Document extract

A shader function that can tell flatness?

http://img2.meristation.com/files/imagenes/juegos/pc/action/torchlight_ii/1.jpg

I really like the look of the stones in torchlight. Low poly but the textures are light at the edges of the stone and darker where it is flatter. Makes things look “worn”.

I am wondering if there is a function that I could use that could determine how “flat” the area I am currently using is. If I had total freedom I would think of getting the dot product of the normal at the very point I was calculating plus another point that was very close (actually a few points around and taking the mean of them or something) and that would give me a value that would give an idea of whether or not the point I am calculating is generally flat or near an edge, and use that to lerp between bright and dark as necessary. I can imagine this kind of thing would be easy in a normal blueprint but I don’t seem to find that same kind of functionality in the material blueprints

Any leads would be appreciated

In theory this is doable, I know that rendering software has those tricks. However, real-time creating that in a way that looks good and affordable by hardware is hard, plus not a thing that is shader only, you would probably need some extra data calculated on the cpu and pass it on to the shader. Or maybe some form of post processing.

Activity 1
Answer these questions about the forum thread on detecting flatness in a shader:
(a) On the stones the first poster admires, where are the textures light and where are they darker?
(b) Between what two things would the first poster lerp using the flatness value?
(c) Besides extra data calculated on the CPU, what other approach does the reply suggest?
Activity 2
Carry on the forum thread on detecting flatness in a shader, starting after its final sentence.

Provided records
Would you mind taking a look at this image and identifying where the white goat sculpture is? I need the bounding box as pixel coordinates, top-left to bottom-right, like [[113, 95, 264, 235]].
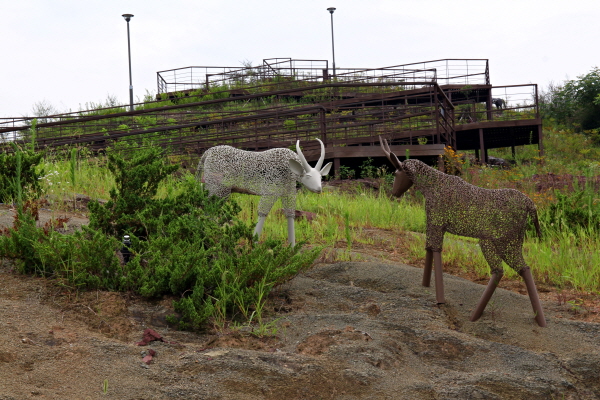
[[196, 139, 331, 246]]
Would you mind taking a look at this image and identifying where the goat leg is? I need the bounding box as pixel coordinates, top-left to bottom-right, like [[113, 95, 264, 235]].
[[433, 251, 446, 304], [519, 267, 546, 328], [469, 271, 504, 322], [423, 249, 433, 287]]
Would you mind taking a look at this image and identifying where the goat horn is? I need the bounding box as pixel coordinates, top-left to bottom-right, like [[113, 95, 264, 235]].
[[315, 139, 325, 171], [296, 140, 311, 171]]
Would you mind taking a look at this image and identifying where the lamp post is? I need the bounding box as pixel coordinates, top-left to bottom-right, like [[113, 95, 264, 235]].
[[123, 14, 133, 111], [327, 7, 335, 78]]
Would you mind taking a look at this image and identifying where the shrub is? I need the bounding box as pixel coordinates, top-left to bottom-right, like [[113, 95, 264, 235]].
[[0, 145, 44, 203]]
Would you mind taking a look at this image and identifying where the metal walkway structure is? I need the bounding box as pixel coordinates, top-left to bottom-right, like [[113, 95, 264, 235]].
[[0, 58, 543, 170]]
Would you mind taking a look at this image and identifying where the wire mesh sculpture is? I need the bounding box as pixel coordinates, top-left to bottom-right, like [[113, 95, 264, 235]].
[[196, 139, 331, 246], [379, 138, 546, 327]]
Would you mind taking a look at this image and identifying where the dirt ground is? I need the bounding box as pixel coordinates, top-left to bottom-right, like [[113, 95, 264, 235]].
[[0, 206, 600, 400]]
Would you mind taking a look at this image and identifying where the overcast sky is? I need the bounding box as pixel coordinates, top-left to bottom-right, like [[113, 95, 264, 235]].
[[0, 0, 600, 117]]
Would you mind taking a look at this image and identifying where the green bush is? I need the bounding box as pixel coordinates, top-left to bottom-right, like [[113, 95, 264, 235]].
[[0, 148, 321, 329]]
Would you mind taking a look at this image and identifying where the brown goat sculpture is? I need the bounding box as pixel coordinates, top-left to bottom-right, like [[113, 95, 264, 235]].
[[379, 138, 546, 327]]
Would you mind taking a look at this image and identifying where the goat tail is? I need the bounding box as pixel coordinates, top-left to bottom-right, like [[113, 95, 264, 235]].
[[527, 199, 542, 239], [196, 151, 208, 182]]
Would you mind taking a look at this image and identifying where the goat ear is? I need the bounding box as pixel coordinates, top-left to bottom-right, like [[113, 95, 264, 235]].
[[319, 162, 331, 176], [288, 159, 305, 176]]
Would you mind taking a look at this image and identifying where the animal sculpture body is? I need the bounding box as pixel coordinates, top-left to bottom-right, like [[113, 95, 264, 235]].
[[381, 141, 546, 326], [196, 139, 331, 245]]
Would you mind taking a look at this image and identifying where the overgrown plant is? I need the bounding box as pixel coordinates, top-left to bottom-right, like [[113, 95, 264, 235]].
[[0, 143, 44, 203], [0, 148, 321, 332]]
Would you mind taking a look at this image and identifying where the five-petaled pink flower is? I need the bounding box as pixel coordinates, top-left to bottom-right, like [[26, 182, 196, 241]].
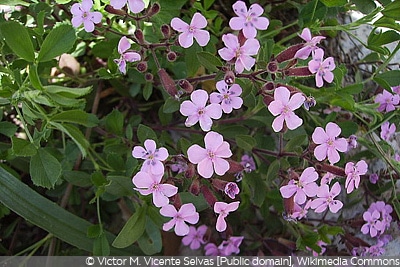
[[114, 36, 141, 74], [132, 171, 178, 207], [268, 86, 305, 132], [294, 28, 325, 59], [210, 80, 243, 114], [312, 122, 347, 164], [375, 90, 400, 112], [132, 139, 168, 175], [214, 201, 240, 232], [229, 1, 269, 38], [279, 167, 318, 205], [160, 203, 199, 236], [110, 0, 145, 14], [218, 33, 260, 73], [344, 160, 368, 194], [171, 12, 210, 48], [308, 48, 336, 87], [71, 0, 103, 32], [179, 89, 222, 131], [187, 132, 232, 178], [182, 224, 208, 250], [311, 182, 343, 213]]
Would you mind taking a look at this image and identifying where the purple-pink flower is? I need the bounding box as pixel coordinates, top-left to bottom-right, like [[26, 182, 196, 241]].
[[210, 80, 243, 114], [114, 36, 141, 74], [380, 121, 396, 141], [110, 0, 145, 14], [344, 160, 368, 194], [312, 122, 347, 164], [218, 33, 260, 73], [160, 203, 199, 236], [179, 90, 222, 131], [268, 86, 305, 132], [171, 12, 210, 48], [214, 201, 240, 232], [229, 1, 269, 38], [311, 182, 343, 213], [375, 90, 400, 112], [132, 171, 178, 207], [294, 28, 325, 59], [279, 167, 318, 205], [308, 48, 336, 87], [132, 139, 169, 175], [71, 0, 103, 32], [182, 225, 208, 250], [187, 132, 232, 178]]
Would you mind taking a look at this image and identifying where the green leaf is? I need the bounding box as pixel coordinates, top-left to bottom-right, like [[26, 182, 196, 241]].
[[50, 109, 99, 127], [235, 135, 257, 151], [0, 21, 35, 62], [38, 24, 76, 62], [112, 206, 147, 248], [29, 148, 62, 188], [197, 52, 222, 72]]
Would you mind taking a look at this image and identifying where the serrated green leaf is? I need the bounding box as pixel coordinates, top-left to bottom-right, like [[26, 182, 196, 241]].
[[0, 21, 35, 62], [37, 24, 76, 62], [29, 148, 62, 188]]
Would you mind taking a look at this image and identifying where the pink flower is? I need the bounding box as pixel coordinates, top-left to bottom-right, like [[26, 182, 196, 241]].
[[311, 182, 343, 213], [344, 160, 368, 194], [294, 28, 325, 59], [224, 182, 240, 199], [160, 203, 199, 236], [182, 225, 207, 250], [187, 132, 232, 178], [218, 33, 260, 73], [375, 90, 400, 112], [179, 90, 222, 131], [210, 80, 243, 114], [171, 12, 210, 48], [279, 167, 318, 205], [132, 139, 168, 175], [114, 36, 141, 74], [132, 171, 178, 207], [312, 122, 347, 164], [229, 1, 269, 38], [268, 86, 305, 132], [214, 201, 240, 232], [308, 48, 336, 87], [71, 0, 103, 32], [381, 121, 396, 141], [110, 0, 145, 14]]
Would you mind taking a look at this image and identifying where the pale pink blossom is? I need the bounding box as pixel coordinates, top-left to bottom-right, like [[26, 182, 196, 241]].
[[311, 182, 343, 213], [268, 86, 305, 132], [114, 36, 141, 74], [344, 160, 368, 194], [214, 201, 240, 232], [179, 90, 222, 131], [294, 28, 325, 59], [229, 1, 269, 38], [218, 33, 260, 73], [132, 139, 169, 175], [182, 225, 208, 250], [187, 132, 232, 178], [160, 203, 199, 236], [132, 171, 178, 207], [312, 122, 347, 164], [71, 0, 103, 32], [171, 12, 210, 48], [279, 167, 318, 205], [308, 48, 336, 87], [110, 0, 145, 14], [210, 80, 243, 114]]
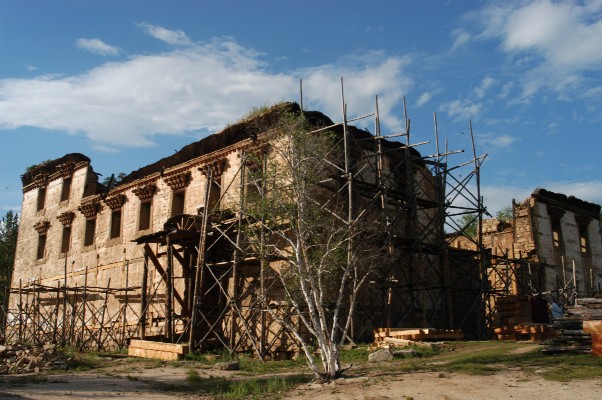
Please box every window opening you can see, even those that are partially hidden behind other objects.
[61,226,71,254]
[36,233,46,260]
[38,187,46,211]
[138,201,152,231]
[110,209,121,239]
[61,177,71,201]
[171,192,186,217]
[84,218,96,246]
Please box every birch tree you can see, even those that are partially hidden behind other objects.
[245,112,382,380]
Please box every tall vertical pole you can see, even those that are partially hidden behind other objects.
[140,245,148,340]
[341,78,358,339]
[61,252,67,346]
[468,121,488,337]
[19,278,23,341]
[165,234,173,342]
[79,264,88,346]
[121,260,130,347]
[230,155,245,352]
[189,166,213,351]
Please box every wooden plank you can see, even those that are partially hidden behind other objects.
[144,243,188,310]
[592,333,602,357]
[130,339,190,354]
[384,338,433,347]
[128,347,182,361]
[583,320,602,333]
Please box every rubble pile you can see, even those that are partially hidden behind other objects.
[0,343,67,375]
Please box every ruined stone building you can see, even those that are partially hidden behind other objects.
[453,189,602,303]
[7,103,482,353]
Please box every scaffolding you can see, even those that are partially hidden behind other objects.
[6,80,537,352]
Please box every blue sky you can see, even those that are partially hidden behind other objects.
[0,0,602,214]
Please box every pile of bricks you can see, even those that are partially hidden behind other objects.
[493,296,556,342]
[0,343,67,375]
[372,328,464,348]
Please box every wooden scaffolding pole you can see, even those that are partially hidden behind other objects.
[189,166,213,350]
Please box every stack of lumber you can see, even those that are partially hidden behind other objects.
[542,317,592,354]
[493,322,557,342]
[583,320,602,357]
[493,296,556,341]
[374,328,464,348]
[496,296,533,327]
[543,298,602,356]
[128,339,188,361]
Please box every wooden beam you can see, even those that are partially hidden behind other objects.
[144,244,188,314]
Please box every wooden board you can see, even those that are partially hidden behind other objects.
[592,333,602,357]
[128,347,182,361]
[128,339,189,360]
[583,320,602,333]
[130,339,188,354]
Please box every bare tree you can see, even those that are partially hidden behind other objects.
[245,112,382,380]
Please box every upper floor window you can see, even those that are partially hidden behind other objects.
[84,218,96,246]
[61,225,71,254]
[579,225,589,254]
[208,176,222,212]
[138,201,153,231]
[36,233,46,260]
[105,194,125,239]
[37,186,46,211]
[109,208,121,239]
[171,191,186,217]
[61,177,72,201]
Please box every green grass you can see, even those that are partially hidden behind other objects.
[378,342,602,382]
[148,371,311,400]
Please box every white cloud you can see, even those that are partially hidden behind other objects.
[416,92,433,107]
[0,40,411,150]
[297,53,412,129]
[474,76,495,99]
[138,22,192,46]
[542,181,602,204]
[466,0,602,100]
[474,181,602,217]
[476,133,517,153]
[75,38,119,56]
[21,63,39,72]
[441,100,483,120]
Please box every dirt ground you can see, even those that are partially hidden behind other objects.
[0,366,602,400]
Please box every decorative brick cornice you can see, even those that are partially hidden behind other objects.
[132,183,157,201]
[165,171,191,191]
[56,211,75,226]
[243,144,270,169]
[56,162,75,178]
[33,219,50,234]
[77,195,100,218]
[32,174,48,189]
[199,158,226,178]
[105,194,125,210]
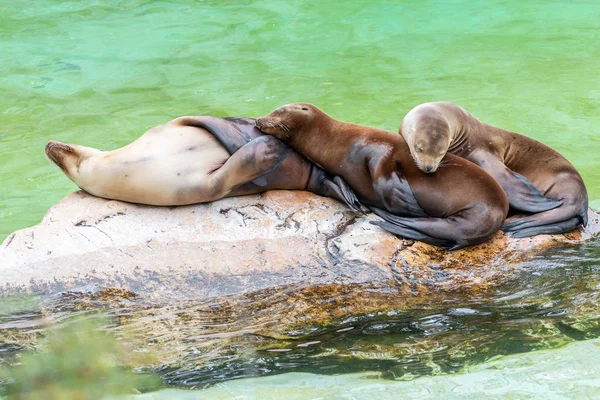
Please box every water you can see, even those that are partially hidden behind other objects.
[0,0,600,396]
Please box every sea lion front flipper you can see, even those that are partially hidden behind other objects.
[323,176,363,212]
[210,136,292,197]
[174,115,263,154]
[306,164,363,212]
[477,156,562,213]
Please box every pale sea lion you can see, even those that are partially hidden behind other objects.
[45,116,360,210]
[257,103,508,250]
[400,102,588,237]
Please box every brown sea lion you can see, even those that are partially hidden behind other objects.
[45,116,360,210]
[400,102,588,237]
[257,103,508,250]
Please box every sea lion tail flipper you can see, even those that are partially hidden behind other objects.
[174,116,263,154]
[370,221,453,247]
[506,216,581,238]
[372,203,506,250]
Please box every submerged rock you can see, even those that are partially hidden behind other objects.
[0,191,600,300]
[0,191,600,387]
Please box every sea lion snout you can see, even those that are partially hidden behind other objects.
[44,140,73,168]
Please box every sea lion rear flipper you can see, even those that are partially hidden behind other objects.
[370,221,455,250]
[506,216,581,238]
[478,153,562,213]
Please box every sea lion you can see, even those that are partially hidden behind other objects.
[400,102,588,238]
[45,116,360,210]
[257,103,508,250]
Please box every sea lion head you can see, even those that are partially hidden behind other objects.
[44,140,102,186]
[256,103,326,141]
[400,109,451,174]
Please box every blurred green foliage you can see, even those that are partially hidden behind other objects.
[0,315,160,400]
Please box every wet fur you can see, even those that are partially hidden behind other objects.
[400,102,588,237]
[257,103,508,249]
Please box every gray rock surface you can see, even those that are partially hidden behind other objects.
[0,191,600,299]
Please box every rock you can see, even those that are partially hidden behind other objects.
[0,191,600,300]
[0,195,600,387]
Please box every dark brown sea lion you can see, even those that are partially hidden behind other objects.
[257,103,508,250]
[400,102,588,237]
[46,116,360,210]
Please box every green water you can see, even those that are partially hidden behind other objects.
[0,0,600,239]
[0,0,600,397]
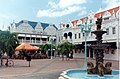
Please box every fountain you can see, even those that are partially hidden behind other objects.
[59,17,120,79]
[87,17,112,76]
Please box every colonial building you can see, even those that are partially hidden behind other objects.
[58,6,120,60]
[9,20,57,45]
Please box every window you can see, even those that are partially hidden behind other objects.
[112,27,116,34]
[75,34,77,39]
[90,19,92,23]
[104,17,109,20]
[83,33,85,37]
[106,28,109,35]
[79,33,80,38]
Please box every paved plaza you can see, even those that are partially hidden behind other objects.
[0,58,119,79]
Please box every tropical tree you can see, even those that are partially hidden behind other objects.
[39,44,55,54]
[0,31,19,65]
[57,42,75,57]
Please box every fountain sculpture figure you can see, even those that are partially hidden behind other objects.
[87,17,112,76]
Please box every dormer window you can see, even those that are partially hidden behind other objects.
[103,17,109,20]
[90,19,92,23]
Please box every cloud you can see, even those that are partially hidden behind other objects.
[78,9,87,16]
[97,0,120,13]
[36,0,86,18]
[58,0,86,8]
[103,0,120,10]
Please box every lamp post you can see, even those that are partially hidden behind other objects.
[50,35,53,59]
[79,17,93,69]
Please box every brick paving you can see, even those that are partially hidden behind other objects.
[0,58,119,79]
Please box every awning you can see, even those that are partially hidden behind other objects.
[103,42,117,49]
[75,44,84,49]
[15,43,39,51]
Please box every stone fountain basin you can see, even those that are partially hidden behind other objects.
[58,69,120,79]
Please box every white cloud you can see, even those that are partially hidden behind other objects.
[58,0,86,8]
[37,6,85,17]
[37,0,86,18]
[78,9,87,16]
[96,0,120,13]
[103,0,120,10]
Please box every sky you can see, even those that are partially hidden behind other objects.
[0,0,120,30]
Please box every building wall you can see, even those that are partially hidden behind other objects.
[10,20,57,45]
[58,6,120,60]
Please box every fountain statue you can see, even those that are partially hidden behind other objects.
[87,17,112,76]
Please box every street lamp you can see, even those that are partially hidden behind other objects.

Expected answer 1
(a) The textures are light at the edges of the stone and darker where it is flatter.
(b) Between bright and dark.
(c) Some form of post processing.

Expected answer 2
However, the guys that made Torchlight just have really good artist that hand painted the whole thing. There is not much going on in the shader.

If you do want info in the shader like that, you might want to go for some cheap solution, like painting it in the vertex colors.

Thanks for that. I’ll have to look up vertex points regarding shadet. so fat I have completely managed to avoid uv unwrapping and baking and paint and all those things and wanted to carry on that procedure

is there a function for shiftin the uv a smal bit? like what panner does but not constantly moving?

Well, the function is just adding a value to the texture coordinate node. Panner is basically adding a value ever x amount of time. Adding a value of 0.5 to your uv’s will make sure they are shifted by half of the uv size. adding 1 would mean there are exactly “the same” again because you shifted them the size of the uv’s.